DIRECTION 1: Could you rewrite the rows starting at "Planogram-check task. Target: chair back" and ending at "point(124, 231)", changing "chair back" to "seat back" and leaving everything else as it is?

EXCERPTED PASSAGE:
>> START

By
Gardiner Harris
Now, at least five turn up daily, the bodies shoehorned
into white plastic-wrapped boxes. So, in 2009, Dipendra Prasad Acharya quit his
job driving trucks to work full time in one of Nepal ’s few growing industries — transporting the bodies of
emigrant workers.
Mr. Acharya knows that his job is assured. At each
pickup, he navigates around hordes of rangy young Nepali men and a growing
number of women who mob the second-class departure terminal — some of whom are
bound to return shrink-wrapped.
“The number of dead bodies keeps increasing,” he said,
waiting for another coffin. “We ferry the dead to their home villages free of
cost. The government pays me for my work.”
With few jobs at home, the country’s youths have
responded by leaving. The scale of emigration has astonished development
economists, yet it continues to grow, increasing 37 percent in just the past
two years.
On average, about 1,500 Nepalis officially left for jobs
abroad each day in the 2014 fiscal year, up from six in 1996. Even more are
thought to have left unofficially for India , though because the border is unchecked no one knows the
precise figure. In some seasons, one-quarter of the country’s population may be
working beyond the border, economists and manpower officials estimate.
No country in the world with at least 10 million people
earns a greater share of its wealth from emigrant workers. Nepal has long been a destination for tourists eager to see
the world’s highest mountains. But increasingly, even young Nepalis just visit.
The
flood of foreign money — officially 25 percent of Nepal ’s gross domestic product and unofficially as much as 40
percent — is rapidly transforming the country’s economy and culture. Sturdy
brick homes now dot villages where only mud huts stood. Private schools
flourish. With their husbands gone to work abroad, women venture from home more
frequently, make more family decisions and have fewer babies.
“People that have come from abroad are more punctual,”
said Ganesh Gurung, a sociologist at the Nepal
Institute of Development Studies. “They don’t spit as much in public
places.”
But backbreaking labor in Kuwait , Malaysia , Qatar and Saudi Arabia , the most popular destinations outside of neighboring India , has resulted in a troubling number of deaths. An investigation last year by the British newspaper The Guardian
said that Nepalis were being used as slaves in Qatar to build facilities for the 2022 World Cup, and
returnees have been found to have higher rates of H.I.V. and AIDS.
Still, in dozens of interviews, many of those who
returned from the Middle East praised the working conditions there, though many also
complained about poor living conditions and delays in getting paid. (A recent survey of Nepali migrant workers found that a
quarter returned home because employers violated contracts, and female domestic
workers in particular complained about excessive hours.)

>> END

DIRECTION 2:
Answer these about the article on Nepali emigration:
(a) In what year did Dipendra Prasad Acharya quit driving trucks?
(b) Officially, what percentage of Nepal's gross domestic product does the foreign money make up?
(c) Where does the sociologist Ganesh Gurung work?

SUPPLIED RECORDS:

>> START

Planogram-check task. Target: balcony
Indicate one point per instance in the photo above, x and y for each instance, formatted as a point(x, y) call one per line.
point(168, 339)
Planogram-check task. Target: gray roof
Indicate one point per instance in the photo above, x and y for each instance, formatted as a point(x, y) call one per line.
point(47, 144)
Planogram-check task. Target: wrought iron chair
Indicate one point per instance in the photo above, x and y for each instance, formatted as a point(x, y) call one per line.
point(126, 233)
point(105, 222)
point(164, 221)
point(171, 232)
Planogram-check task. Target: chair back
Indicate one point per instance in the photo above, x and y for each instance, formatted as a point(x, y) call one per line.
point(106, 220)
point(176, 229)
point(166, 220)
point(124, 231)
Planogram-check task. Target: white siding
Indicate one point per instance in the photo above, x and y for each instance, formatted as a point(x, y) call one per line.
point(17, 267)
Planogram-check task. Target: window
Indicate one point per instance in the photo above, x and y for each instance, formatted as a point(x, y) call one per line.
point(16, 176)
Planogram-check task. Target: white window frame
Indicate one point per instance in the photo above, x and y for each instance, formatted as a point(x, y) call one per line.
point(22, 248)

>> END
>> START

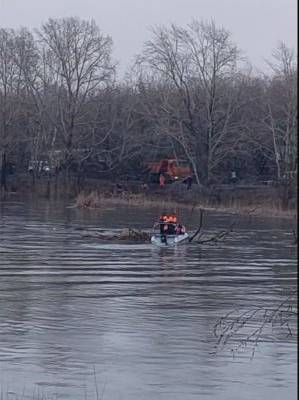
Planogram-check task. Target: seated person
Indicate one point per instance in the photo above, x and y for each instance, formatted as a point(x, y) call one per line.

>> END
>> START

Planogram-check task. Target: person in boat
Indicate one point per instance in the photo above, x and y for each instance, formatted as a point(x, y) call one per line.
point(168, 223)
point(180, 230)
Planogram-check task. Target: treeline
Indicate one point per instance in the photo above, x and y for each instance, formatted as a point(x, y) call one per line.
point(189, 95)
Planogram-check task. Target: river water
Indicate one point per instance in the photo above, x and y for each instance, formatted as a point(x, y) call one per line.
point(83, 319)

>> END

CORRECT RESPONSE 1:
Planogram-check task. Target: seat back
Indicate one point per instance in the photo above, x and y for each instance, formatted as a point(x, y) call one per line.
point(106, 220)
point(176, 229)
point(166, 220)
point(124, 231)

CORRECT RESPONSE 2:
(a) 2009
(b) 25 percent
(c) The Nepal Institute of Development Studies